Text provided:
<<<<

ABF considers stock building to counter Coronavirus risk to supplies
Primark owner Associated British Foods said it was looking at stepping up production from Asian suppliers as it warned of risks to supplies from China due to the Coronavirus.
First half sales at Primark were expected to be 4.2% ahead of last year on a constant currency basis and 2.5% ahead at actual exchange rates, driven by increased retail selling space and level like-for-like sales, ABF said, adding that it maintained full year guidance with progress expected, in adjusted earnings per share.
The company said it was "well stocked" with inventory having built up supplies ahead of the Chinese new year and did not expect any short-term impact from the Coronavirus which has now spread worldwide, but warned that prolonged delays to production posed a risk.
"We are working closely with our suppliers in China to assess the impact on their factories and supply chains and their ability to fulfil our current orders,” the company said on Monday in a trading update.
“With the expected decline in margin, operating profit is expected to be marginally down on last year at constant currency and on a lease-adjusted basis. On a reported basis operating profit will be ahead of last year,” it said.
“Primark sources a broad assortment of its product from China ... we are assessing mitigating strategies, including a step up in production from existing suppliers in other regions.”
ABF said several of its food businesses had operations in China, adding that its sugar campaign in that country was completed in January before the coronavirus outbreak developed significantly.
The group said its AB Mauri, AB Agri and Ovaltine factories were operating, but at reduced capacity due to labour and logistics constraints.
Clothing and footwear sales in the UK were "particularly good" over November and December but weakened in January and February against very strong comparatives in the prior year.

>>>>

Dataset:

<<<<

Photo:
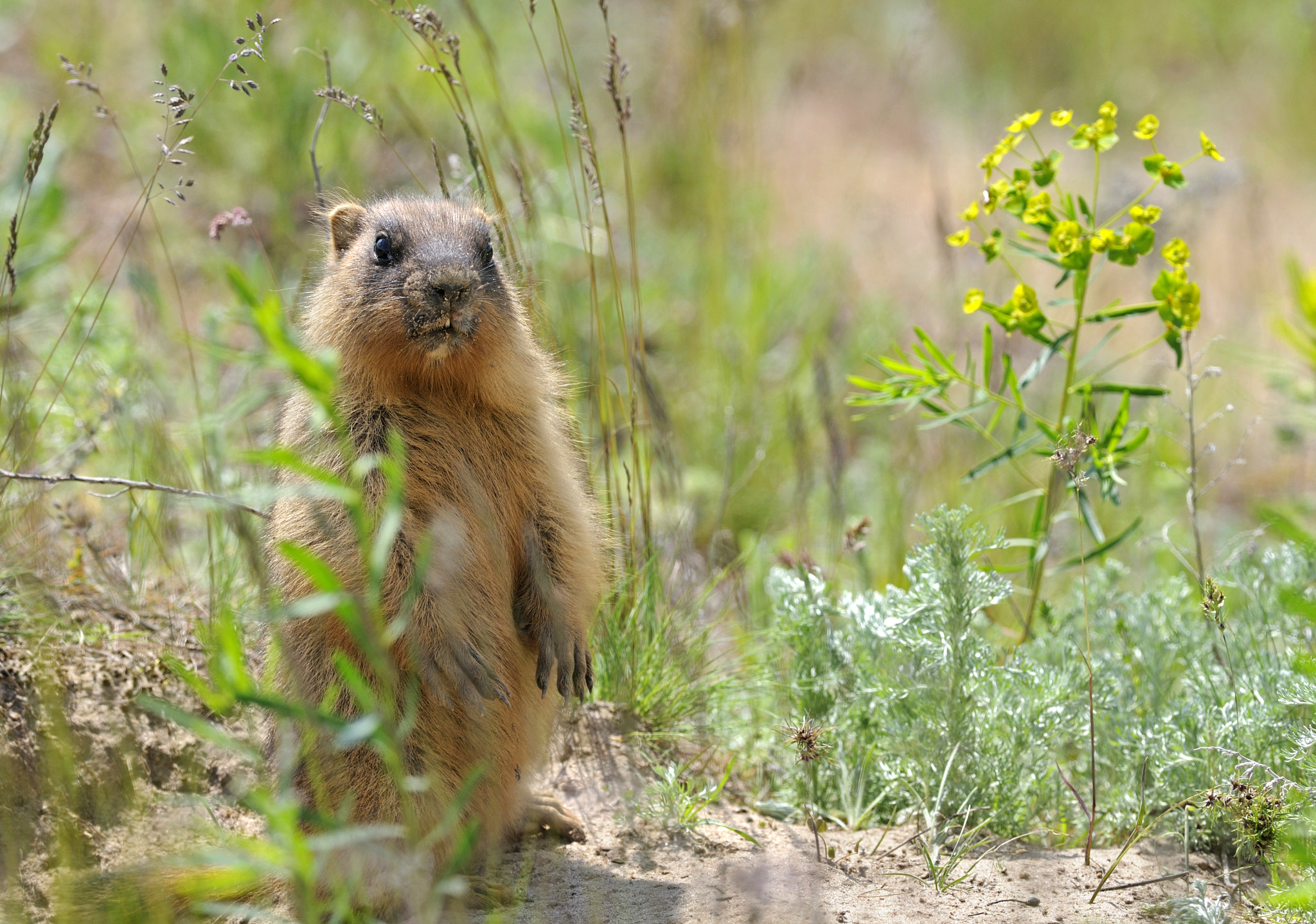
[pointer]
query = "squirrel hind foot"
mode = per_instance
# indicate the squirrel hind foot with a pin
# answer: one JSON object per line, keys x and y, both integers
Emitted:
{"x": 545, "y": 812}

>>>>

Exercise description: Continue the news report on ABF and the coronavirus risk to Primark's supplies, starting after its last sentence.

Exercise answer:
"Sales are expected to be 3% ahead of last year, driven by a strong contribution from new selling space partially offset by a 1.3% decline in like-for-like sales," ABF said.
ABF said its business in the US continued to perform strongly, delivering like-for-like sales growth, with particularly strong trading at the store in Brooklyn.
"Together with the contribution from the planned store openings at American Dream, New Jersey and Sawgrass Mills, Florida, we expect a much-improved operating result for the year," it said.
Hargreaves Lansdown analyst Sophie Lund-Yates said news of continued progress in the group's US operations will have been well received.
"Primark can only grow so big in the smaller UK market, making international success increasingly important. Back on home turf, Primark is still seeing sales move in the right direction, despite a reduction in the number of like-for-like visits. New sales space is to thank for the positive trend, and flies in the face of other large retailers struggling with weak high street trading, who are being forced to close stores," she said.
"Overall Primark continues to buck the bleak high street trend. Coronavirus is a potential headwind, but as a dynamic situation it’s too early to say how things will turn out.”